Written instruction A:
Reproduce the stretch from "It seems that" through "product is cost-effective." in the home energy forum thread, changing "cheap" to "inexpensive".
Written instruction B:
Carry the home energy forum thread forward from its last sentence.

Source document:
* START *
Edited Jan 26, 2015 9:19 AM ET.

Response to Gordon Clements
by Martin Holladay

You are in the business of selling cellular window shades, so of course you are in favor of them. They're a good product. GBA has published glowing reports of this type of window quilt before; if you want to read what's been published here, start with these two links:

Insulating Window Shades

EcoSmart Double Honeycomb Cellular Shades

You wrote, "I wish GBA would say more emphatically that homes in cold climate with conventional single or double pane windows, which represent the majority in the US, would benefit from insulating cellular shades that provide a 4 sided seal if they are used appropriately."

It's hard to imagine how I could have written my advice in a way that would have been clearer. I wrote, "When this advice ('close your curtains at night') is repeated, the authors usually fail to mention that you need a way to stop air from flowing between the curtain and the window — or else convection currents will sabotage your efforts to save energy."

It seems that you agree with my advice, since you advocate the use of "shades that provide a four-sided seal" -- in other words, a type of shade that "stops air from flowing between the curtain and the window." I'm glad that we agree, and I'm glad that you sell shades that work.

In general, I think that GBA has presented a balanced view of your product. Cellular window shades are effective, but they aren't cheap. For cold-climate readers who can afford them, they can save energy and improve occupant comfort.

I think the jury is still out on whether this product is cost-effective.

Jan 2, 2014 2:27 PM ET

Response to Martin Holladay (comment #44)
by john walls

This GSHP air handler unit has several zones (ducts going to various places that are individually thermostatically controlled). Each zone has it's own control damper. So, at any one time, the system may be conditioning a different quantity of zones. At some point, there may be only one zone being conditioned, and that zone may have relatively small needs---in fact, possibly so small that there would be insufficient flow across the coil for proper operation. To address this problem, one solution is to install an additional "zone" that "recycles" from the discharge plenum of the air handler unit back to the suction plenum. This "recycle zone" damper would open up only when needed to maintain adequate flow across the coil for proper operation, and to avoid high duct pressures, or any other issues associated with air-handler-unit low flow or restricted flow.
There are other control features to help the situation, like a multi-speed compressor and fan motor, but at some point, the recycle damper will have to engage.
So, the question is----in general, is there a significant efficiency impact (aka wasted energy) when in "recycle" mode? (i.e. one "regular zone" in operation with the "recycle zone" simultaneously in operation). Is the energy hickey simply the extra fan motor usage (higher air flow than needed for the one zone) or are there other factors at play?
* END *
Excerpts from point annotation data:
* START *
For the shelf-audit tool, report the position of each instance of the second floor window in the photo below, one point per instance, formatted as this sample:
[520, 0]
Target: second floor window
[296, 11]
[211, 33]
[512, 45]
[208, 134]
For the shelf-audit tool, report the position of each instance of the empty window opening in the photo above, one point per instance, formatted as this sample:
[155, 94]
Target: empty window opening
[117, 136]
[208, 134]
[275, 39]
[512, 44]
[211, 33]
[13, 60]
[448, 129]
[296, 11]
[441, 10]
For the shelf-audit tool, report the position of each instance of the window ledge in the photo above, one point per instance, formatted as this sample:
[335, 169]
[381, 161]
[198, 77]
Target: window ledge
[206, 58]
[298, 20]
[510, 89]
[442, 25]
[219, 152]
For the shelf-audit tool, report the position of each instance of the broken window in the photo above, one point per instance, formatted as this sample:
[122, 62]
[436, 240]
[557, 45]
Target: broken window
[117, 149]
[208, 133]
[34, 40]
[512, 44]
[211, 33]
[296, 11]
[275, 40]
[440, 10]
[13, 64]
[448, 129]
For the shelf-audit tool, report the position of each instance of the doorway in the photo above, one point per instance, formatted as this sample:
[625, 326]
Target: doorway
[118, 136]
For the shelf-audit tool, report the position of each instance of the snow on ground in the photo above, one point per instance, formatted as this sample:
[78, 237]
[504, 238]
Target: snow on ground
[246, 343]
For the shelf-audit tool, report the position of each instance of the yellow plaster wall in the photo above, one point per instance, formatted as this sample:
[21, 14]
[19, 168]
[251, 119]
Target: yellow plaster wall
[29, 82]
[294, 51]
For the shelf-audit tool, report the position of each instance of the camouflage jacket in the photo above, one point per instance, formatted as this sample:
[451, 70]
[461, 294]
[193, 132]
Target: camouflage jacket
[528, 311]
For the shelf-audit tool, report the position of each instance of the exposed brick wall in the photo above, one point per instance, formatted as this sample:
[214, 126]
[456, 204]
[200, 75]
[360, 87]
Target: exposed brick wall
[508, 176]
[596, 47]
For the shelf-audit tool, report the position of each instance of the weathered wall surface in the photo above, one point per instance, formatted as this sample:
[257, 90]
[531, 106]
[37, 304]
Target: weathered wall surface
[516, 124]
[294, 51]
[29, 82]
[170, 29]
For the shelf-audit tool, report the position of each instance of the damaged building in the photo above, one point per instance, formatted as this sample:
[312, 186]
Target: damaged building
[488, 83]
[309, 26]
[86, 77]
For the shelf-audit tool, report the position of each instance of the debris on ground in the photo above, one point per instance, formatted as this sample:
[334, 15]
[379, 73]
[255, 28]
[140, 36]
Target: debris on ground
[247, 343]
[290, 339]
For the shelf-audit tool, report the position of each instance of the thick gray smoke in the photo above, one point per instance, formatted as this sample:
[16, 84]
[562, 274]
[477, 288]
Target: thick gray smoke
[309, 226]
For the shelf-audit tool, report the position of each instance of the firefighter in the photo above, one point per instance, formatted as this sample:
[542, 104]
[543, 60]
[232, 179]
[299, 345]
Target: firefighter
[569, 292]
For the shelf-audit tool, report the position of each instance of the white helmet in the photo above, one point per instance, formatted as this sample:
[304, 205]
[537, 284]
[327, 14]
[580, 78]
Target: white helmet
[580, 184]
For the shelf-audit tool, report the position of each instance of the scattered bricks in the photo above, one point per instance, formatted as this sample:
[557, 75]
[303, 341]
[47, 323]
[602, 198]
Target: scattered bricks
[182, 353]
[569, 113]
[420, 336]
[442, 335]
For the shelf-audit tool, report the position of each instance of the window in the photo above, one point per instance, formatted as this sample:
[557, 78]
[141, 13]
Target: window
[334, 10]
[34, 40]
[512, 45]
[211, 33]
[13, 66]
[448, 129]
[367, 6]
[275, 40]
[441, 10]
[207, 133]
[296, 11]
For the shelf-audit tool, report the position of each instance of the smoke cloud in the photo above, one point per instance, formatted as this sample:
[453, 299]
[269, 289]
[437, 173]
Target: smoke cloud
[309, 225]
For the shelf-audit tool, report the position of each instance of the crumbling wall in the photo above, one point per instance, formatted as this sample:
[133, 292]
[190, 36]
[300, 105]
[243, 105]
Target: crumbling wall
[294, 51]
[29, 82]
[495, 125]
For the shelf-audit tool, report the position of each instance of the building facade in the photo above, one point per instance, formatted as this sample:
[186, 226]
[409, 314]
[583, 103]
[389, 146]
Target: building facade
* END *
* START *
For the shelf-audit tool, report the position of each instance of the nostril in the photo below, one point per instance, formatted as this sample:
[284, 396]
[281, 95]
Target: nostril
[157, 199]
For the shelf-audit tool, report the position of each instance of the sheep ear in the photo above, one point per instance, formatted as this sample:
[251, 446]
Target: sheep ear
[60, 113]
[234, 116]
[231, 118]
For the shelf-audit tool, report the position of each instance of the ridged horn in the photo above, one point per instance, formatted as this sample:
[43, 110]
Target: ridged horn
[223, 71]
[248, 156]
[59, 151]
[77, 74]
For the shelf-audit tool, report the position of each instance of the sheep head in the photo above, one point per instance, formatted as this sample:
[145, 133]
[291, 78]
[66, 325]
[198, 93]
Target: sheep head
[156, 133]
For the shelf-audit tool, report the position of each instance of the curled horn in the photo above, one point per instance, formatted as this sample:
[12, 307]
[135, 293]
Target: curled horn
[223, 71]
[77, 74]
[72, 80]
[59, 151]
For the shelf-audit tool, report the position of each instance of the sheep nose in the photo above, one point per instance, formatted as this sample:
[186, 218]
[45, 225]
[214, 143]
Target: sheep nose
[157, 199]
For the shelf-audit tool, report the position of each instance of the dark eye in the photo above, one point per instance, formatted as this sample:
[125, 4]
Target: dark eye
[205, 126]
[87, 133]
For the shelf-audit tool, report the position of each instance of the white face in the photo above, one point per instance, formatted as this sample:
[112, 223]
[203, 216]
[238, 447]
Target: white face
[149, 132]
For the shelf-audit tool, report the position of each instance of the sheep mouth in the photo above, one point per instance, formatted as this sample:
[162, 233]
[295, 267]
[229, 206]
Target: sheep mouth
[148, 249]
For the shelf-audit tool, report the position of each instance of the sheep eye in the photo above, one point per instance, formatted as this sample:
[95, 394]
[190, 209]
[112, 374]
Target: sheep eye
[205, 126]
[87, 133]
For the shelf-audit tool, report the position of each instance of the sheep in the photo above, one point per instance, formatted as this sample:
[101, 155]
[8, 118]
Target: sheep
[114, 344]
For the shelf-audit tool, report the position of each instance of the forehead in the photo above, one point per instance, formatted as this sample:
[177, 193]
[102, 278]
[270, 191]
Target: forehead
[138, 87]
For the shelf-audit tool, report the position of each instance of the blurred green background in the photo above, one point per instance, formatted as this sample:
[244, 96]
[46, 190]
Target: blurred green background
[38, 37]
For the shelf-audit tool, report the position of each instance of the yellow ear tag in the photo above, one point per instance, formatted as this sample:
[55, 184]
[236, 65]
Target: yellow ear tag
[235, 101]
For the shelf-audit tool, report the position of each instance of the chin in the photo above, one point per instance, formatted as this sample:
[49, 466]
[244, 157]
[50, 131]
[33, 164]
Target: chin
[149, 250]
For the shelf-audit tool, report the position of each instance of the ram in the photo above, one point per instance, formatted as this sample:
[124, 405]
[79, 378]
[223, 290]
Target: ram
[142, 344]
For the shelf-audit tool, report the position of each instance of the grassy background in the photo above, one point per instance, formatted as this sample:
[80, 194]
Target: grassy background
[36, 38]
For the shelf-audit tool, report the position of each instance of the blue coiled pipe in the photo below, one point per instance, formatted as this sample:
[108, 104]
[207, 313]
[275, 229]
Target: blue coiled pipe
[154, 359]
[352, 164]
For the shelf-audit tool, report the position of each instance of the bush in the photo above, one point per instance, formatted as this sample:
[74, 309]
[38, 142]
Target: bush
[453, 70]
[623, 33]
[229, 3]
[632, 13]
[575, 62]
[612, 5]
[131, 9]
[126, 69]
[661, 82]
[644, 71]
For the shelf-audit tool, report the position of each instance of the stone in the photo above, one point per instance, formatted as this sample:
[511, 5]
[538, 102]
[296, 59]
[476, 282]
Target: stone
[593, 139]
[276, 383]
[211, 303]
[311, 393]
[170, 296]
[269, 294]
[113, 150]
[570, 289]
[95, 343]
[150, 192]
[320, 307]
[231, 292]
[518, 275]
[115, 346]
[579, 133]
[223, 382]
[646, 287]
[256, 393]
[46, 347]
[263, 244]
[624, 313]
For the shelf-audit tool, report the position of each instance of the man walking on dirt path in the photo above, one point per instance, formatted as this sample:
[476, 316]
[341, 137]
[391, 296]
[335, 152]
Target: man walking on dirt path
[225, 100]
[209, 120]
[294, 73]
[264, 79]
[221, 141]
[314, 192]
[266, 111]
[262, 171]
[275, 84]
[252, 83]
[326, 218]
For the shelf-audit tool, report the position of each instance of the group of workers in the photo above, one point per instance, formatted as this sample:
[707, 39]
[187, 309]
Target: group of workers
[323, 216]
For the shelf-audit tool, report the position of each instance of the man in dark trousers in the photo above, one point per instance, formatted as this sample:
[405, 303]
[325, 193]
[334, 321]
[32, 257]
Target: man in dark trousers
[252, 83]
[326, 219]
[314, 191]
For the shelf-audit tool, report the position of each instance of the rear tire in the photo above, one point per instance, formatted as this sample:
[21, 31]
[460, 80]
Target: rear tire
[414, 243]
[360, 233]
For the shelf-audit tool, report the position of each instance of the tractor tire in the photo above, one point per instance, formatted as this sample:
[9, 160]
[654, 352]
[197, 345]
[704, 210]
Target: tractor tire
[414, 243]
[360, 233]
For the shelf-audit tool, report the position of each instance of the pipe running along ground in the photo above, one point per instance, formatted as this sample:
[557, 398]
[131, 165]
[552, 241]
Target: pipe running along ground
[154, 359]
* END *
* START *
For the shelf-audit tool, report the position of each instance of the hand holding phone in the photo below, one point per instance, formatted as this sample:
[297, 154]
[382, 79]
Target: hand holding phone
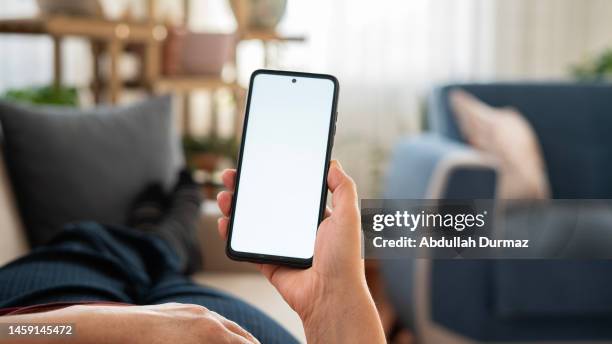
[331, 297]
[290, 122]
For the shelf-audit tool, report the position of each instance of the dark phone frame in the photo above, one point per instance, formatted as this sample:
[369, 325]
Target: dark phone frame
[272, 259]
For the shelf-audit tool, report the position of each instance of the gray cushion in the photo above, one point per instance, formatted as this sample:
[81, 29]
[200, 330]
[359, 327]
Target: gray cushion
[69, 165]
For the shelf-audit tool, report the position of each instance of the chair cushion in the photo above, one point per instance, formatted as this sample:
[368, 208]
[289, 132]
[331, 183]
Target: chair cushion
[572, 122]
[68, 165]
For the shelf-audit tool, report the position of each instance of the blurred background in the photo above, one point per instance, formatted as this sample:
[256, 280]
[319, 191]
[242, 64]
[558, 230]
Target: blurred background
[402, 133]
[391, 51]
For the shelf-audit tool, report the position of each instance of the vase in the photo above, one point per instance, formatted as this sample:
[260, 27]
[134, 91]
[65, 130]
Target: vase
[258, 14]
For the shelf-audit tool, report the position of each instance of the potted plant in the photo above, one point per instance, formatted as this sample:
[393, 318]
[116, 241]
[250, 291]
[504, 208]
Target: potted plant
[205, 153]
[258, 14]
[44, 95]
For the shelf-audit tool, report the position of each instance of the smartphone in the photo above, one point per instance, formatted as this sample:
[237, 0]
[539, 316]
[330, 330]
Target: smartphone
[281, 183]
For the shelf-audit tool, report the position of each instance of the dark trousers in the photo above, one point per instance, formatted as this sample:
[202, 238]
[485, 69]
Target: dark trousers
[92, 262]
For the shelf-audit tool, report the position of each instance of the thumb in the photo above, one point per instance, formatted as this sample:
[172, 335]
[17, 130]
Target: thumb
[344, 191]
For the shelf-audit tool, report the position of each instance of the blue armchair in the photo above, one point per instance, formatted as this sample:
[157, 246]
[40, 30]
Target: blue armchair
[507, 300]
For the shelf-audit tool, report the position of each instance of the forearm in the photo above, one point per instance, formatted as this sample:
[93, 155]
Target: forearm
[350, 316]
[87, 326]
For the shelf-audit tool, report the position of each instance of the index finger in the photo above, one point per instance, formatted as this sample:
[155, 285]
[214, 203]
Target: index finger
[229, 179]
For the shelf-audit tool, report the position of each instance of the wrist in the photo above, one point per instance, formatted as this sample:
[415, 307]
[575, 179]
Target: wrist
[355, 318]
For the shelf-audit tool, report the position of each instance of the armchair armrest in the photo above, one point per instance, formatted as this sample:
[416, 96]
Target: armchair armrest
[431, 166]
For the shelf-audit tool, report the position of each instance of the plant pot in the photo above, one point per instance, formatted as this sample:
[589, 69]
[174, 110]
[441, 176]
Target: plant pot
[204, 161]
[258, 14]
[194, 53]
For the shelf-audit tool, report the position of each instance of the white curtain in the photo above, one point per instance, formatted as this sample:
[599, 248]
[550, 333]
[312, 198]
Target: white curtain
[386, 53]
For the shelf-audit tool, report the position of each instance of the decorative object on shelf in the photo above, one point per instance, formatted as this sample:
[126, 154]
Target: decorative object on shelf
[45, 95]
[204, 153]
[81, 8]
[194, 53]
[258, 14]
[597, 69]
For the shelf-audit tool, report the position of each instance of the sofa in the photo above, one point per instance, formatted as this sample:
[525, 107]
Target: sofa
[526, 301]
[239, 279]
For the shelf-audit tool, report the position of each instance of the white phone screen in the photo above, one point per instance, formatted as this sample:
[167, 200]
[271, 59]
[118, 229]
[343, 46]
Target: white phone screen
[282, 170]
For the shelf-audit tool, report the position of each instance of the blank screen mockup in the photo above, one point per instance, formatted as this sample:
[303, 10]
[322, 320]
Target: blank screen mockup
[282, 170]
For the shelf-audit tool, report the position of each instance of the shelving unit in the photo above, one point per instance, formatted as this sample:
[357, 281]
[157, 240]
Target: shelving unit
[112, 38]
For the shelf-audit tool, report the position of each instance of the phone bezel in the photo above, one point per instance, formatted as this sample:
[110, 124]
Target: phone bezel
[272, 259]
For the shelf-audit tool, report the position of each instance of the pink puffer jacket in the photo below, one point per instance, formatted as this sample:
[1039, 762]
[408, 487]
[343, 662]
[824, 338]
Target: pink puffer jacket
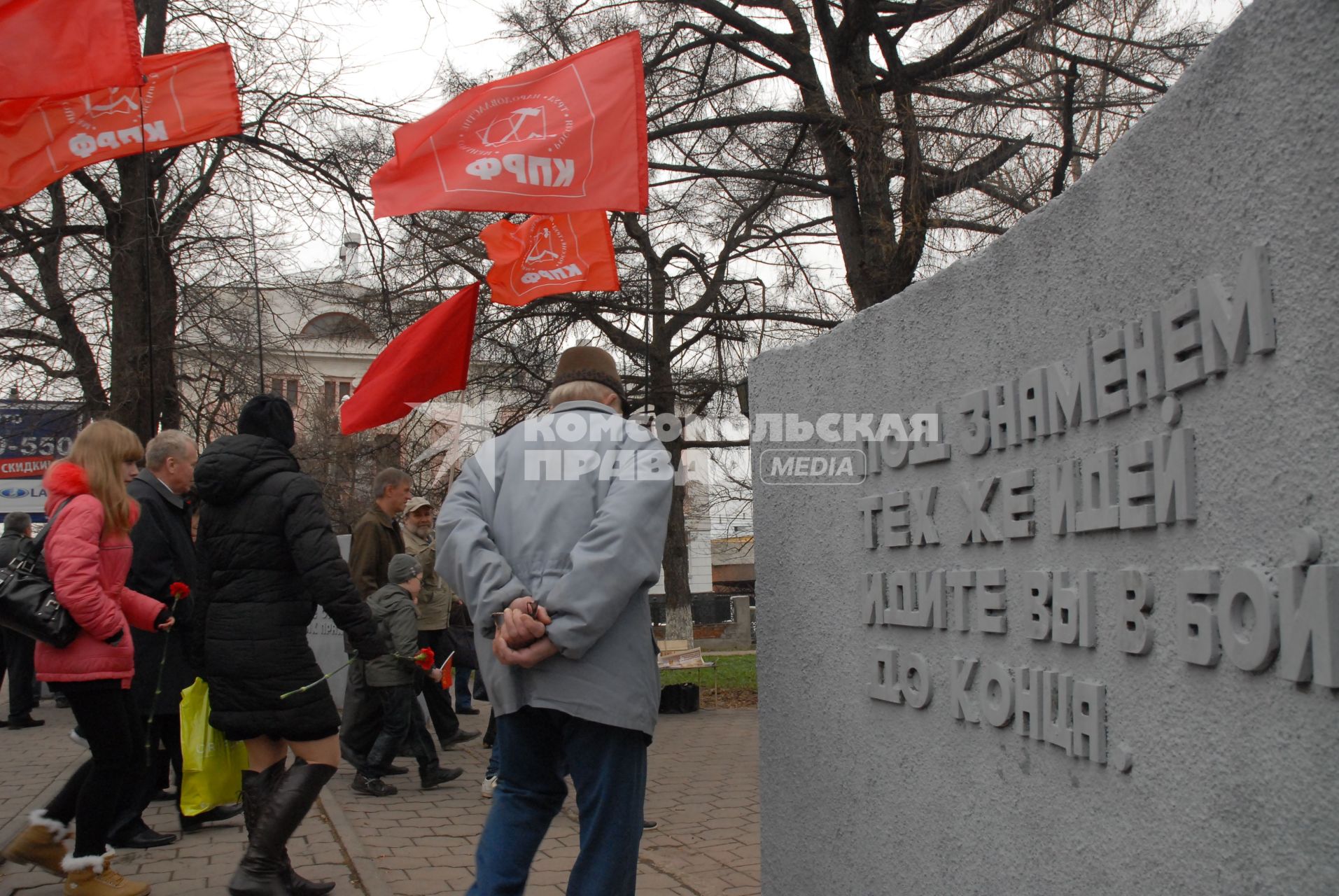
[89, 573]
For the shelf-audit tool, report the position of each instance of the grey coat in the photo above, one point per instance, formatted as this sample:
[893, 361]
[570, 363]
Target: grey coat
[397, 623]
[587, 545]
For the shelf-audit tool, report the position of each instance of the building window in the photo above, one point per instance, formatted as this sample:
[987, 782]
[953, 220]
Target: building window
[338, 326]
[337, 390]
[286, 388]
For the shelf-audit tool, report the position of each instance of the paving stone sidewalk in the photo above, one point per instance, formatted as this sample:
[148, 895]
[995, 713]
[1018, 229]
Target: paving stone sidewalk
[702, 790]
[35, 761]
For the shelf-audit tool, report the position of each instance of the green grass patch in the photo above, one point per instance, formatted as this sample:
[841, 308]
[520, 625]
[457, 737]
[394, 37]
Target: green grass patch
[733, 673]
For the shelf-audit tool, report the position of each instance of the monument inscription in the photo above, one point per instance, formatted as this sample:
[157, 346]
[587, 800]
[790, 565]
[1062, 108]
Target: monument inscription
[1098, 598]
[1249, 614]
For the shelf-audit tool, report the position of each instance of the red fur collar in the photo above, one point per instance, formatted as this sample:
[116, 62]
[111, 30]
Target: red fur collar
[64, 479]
* END *
Task response A:
It seems that you agree with my advice, since you advocate the use of "shades that provide a four-sided seal" -- in other words, a type of shade that "stops air from flowing between the curtain and the window." I'm glad that we agree, and I'm glad that you sell shades that work.

In general, I think that GBA has presented a balanced view of your product. Cellular window shades are effective, but they aren't inexpensive. For cold-climate readers who can afford them, they can save energy and improve occupant comfort.

I think the jury is still out on whether this product is cost-effective.

Task response B:
Jan 2, 2014 2:52 PM ET

Response to John Walls
by Martin Holladay

My knowledge of zoned forced-air systems is imperfect, and is based mostly on this article by Gary Bailey: Zoning Forced-Air Heating Systems.

Bailey wrote:

"If a furnace was designed to deliver air to 12 duct runs, but only two dampers are open in one zone that’s calling for heat, the furnace would be at risk of damage from heat stress. The ideal way to cure this problem would be to use a multi-stage furnace, where the burner can fire at different rates, but that only makes sense if you’re replacing the furnace.

"When adding zoning to an existing system, the best way to get rid of excess heat is to create a separate “dump zone,” which throws extra heat into an unused part of the house — a basement workshop, for instance, or an upstairs storage room or insulated garage. If the furnace sits in an unfinished basement, there’s no harm in dumping the heat directly to the surrounding air.

"Another way to get rid of excess heat with a Carrier multi-stage furnace is to use a bypass loop between the supply and return trunks. If the airflow falls below a certain level, the difference in pressure opens a simple barometric damper and sends air back to the furnace.

"Many times, we have to combine bypass loops and dump zones to get an acceptable result. Neither of these methods is energy-efficient, but most clients are willing to waste a little heat to gain the comfort a zoned system provides."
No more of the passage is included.